■ **WORK TASK**
Could every line of the data be copied out once more, exactly?

■ **DATASET EXCERPTS**
..............................

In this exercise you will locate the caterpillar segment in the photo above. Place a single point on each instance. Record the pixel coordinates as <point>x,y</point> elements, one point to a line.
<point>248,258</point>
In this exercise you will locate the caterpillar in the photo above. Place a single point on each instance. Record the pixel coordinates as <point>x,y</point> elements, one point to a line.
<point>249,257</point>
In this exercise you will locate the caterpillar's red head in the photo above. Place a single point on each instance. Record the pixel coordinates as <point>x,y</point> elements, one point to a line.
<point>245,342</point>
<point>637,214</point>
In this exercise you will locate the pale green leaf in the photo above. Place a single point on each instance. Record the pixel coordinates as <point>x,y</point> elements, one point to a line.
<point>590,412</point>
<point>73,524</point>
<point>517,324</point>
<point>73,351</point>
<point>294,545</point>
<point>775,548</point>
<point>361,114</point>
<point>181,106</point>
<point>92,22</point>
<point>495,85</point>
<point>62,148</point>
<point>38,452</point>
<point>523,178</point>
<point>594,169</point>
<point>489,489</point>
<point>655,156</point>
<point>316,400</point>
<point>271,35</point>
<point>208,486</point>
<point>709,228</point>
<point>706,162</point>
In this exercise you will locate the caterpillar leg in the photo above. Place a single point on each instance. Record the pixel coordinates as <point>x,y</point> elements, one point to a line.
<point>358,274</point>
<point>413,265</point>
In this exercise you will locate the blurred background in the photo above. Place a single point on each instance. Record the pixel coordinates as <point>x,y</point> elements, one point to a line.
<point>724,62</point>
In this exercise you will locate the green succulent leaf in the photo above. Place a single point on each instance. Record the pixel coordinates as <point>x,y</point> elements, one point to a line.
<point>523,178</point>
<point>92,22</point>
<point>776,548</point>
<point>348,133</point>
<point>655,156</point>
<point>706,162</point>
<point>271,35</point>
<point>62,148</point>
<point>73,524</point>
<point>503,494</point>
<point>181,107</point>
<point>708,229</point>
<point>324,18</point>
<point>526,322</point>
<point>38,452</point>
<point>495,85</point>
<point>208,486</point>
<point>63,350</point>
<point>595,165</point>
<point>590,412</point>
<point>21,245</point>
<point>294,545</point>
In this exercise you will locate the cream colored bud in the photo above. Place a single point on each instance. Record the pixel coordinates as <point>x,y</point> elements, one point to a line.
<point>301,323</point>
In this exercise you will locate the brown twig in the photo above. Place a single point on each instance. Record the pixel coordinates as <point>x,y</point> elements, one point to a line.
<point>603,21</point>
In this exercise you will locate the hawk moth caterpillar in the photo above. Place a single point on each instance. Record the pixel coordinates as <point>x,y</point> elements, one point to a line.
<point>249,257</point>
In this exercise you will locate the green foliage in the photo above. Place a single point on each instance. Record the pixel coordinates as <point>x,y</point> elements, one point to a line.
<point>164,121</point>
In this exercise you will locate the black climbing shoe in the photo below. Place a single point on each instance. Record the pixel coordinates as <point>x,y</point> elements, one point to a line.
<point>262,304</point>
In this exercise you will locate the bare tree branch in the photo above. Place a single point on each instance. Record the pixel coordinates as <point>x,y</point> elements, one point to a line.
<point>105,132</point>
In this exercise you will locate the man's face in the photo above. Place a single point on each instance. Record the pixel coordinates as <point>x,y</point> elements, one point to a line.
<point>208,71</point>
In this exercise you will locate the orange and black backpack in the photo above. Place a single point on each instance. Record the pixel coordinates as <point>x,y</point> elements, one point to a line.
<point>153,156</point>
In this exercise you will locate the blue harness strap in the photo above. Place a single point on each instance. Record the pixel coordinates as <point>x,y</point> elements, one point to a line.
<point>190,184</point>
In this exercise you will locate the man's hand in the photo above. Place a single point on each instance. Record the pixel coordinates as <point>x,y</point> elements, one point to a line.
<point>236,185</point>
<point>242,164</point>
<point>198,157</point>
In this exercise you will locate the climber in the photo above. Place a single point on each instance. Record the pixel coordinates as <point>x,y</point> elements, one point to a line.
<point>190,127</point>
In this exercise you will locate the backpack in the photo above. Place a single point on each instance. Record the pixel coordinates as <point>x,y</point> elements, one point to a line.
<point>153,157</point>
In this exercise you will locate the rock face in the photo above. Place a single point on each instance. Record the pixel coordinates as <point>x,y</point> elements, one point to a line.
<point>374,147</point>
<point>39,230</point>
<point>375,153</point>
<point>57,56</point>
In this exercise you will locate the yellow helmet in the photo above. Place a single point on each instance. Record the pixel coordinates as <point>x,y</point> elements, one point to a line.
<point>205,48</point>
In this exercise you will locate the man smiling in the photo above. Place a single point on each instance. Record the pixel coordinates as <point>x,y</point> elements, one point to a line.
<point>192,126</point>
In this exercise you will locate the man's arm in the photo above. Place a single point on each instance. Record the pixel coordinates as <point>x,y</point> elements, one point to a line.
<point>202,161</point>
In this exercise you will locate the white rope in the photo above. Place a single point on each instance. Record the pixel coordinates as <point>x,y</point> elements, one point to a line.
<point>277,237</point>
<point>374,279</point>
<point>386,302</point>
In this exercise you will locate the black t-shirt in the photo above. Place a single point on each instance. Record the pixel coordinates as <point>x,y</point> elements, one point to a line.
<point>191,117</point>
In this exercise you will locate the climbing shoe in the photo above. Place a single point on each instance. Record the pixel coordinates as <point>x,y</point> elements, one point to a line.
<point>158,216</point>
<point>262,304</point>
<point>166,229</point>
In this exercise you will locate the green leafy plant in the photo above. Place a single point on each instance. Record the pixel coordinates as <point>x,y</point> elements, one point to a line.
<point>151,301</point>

..............................

■ **ANSWER SECTION**
In this exercise you will locate the caterpillar segment in the photo above. Place a single point on each instance. Record the pixel coordinates as <point>x,y</point> elements, one point to a line.
<point>248,258</point>
In this exercise you will locate the caterpillar in the photo above. Place a single point on each instance. Record the pixel coordinates as <point>x,y</point> elements, one point to a line.
<point>249,257</point>
In this exercise you will locate the caterpillar's red head in the photo above. Place a single point on each instance. Record the pixel coordinates as <point>x,y</point> elements, one point to a line.
<point>245,342</point>
<point>637,214</point>
In this exercise you will locate the pale green leaf in the photo above. Place a single point on each instance. Record the pixel coordinates as <point>x,y</point> elements, one point to a line.
<point>590,412</point>
<point>73,524</point>
<point>517,324</point>
<point>73,351</point>
<point>294,545</point>
<point>775,548</point>
<point>361,114</point>
<point>181,106</point>
<point>92,22</point>
<point>495,85</point>
<point>62,148</point>
<point>38,452</point>
<point>523,178</point>
<point>594,169</point>
<point>489,489</point>
<point>655,156</point>
<point>316,400</point>
<point>271,35</point>
<point>208,486</point>
<point>709,228</point>
<point>706,162</point>
In this exercise you will locate the caterpillar leg in the photo above. Place a single point on each instance. Record the pixel coordinates as <point>x,y</point> elements, one point to a line.
<point>358,274</point>
<point>413,265</point>
In this exercise you will locate the blurred background in the photo above. Place a single point on each instance. Record the pixel coordinates as <point>x,y</point> elements, one point to a line.
<point>724,62</point>
In this exercise you will locate the green succulent leaf in the photo above. Place a single point on each instance. Record the pixel coordinates as <point>x,y</point> elements, one point to a line.
<point>523,178</point>
<point>92,22</point>
<point>776,548</point>
<point>348,133</point>
<point>655,156</point>
<point>706,162</point>
<point>271,35</point>
<point>62,148</point>
<point>73,524</point>
<point>503,494</point>
<point>181,107</point>
<point>708,229</point>
<point>324,18</point>
<point>526,322</point>
<point>38,452</point>
<point>495,85</point>
<point>208,486</point>
<point>63,350</point>
<point>595,165</point>
<point>590,412</point>
<point>21,245</point>
<point>294,545</point>
In this exercise you will locate the cream colored bud in the photo above. Place a single point on each instance. Record the pixel coordinates as <point>x,y</point> elements, one point to a line.
<point>301,323</point>
In this exercise you will locate the brown twig in the photo above. Place a single point on each instance. Record the pixel coordinates as <point>x,y</point> elements, one point to a line.
<point>603,21</point>
In this exercise you will locate the hawk moth caterpillar in the photo above. Place a single point on each instance. Record the pixel coordinates as <point>x,y</point> elements, one point to a line.
<point>249,257</point>
In this exercise you will locate the green foliage in the photo above. Place a single point on each instance. Record the pixel coordinates as <point>x,y</point> elements, one point to a line.
<point>164,121</point>
In this exercise you will locate the black climbing shoe in the photo below. Place a single point on each instance. Record the pixel coordinates as <point>x,y</point> elements, one point to a line.
<point>262,304</point>
In this exercise you will locate the bare tree branch in the photo above. Place a single point on each instance. Record the pixel coordinates as <point>x,y</point> elements, one point to a line.
<point>105,132</point>
In this exercise you will locate the man's face in the photo above. Place a single point on each instance. Record the pixel coordinates as <point>x,y</point> elements, one point to a line.
<point>208,71</point>
In this exercise you will locate the orange and black backpack in the photo above. Place a single point on each instance. Record the pixel coordinates as <point>x,y</point> elements, one point to a line.
<point>153,156</point>
In this exercise you will locate the blue harness strap in the photo above. Place a single point on each instance. Record the pixel coordinates as <point>x,y</point> elements, one point to a line.
<point>190,184</point>
In this exercise you will locate the man's hand in the photo above. Place a single point on each instance. Record the pixel coordinates as <point>x,y</point> elements, one point to a line.
<point>236,185</point>
<point>242,164</point>
<point>198,157</point>
In this exercise you will locate the climber in the photo above. Place a single point on each instance. Record the pixel coordinates as <point>x,y</point> elements, one point to a line.
<point>190,127</point>
In this exercise you will locate the backpack in the photo above. Place a single point on each instance. Record the pixel coordinates as <point>x,y</point> elements, one point to a line.
<point>153,157</point>
In this exercise you will locate the rock face in the photo above. Place a single point on each instance. Record the pixel coordinates as <point>x,y</point> elements, one point to a line.
<point>374,147</point>
<point>39,230</point>
<point>375,153</point>
<point>57,56</point>
In this exercise you will locate the yellow helmet in the photo above. Place a single point on each instance. Record the pixel coordinates as <point>x,y</point> elements, one point to a line.
<point>205,48</point>
In this exercise you will locate the man smiling in the photo above. Place a single point on each instance. Record the pixel coordinates as <point>x,y</point> elements, one point to a line.
<point>192,126</point>
In this exercise you will locate the man's arm in the photo above. Place a single point on each instance. Record the pixel coordinates as <point>x,y</point> elements, one point to a line.
<point>202,161</point>
In this exercise you will locate the white rope in the photo above. Place a single point on each instance. Record the pixel coordinates as <point>x,y</point> elements, one point to a line.
<point>277,237</point>
<point>374,279</point>
<point>386,302</point>
In this exercise you will locate the black t-shirt in the photo above. Place a single point on each instance. Record the pixel coordinates as <point>x,y</point> elements, one point to a line.
<point>191,117</point>
In this exercise you will locate the climbing shoe in the photo above. Place a single point on each instance. Record the pixel coordinates as <point>x,y</point> elements, one point to a line.
<point>158,216</point>
<point>262,304</point>
<point>166,229</point>
In this exercise you will locate the green leafy plant in the photo above. Place a single point on each instance. Record the pixel coordinates as <point>x,y</point> elements, one point to a line.
<point>151,301</point>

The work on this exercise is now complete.